(Excerpts from location labeling data)
— Start —
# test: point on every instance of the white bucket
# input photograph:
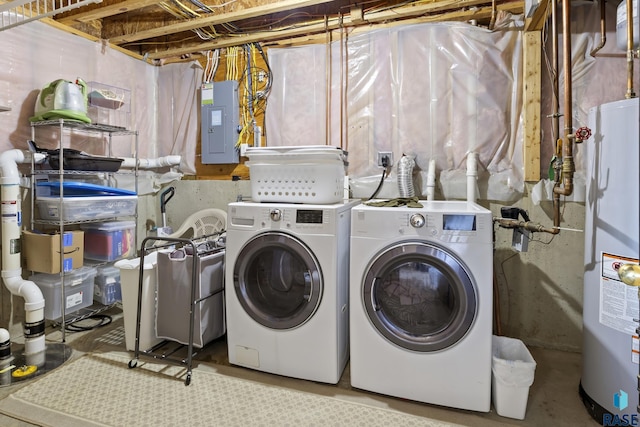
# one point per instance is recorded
(513, 370)
(129, 282)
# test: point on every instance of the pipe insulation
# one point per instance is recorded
(11, 250)
(431, 180)
(472, 176)
(159, 162)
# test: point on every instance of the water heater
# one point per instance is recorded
(609, 383)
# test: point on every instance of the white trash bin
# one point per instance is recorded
(513, 370)
(129, 283)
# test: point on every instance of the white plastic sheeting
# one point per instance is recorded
(164, 105)
(178, 110)
(36, 54)
(434, 91)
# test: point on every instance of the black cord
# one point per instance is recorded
(375, 193)
(385, 165)
(103, 320)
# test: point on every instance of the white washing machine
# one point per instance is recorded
(287, 272)
(421, 302)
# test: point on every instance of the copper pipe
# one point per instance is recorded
(603, 29)
(556, 88)
(568, 166)
(527, 225)
(328, 82)
(493, 15)
(630, 93)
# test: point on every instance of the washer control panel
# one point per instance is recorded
(417, 220)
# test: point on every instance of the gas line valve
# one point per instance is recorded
(582, 134)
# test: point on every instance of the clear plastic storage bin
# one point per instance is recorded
— End —
[WHAT YOU WILL DO]:
Can you return all of the records above line for line, without the pictures?

[OUTPUT FOR THIS EXERCISE]:
# test: point on every instance of the white bucket
# input photograph:
# one point per instance is recorded
(513, 370)
(129, 282)
# test: point on every instance of the pipe insulation
# one point per instance is recorded
(11, 250)
(431, 180)
(472, 176)
(159, 162)
# test: point on every instance of the water heater
# one point per instance is recorded
(609, 383)
# test: point on every instance of the white trash bin
# one point per instance is recorded
(513, 370)
(129, 283)
# test: point on every instance of the white plastic sheeting
# one point per instance is recorded
(164, 105)
(178, 110)
(36, 54)
(434, 91)
# test: point on every instance of the black cord
# one point per instance is recorded
(375, 193)
(385, 165)
(103, 320)
# test: point on every instance of the white washing machine
# one point per instance is recorded
(287, 272)
(421, 302)
# test: point on every instance of the copper pipe
# one point per instance is recorded
(603, 29)
(556, 88)
(568, 166)
(527, 225)
(328, 82)
(493, 15)
(630, 93)
# test: point on every instance of the washer control panel
# one point per instance is recorded
(417, 220)
# test: point on every instance of the gas line valve
# one point per instance is recorded
(582, 134)
# test: point on every instance of the clear plastic storage bin
# one point per instance is recorded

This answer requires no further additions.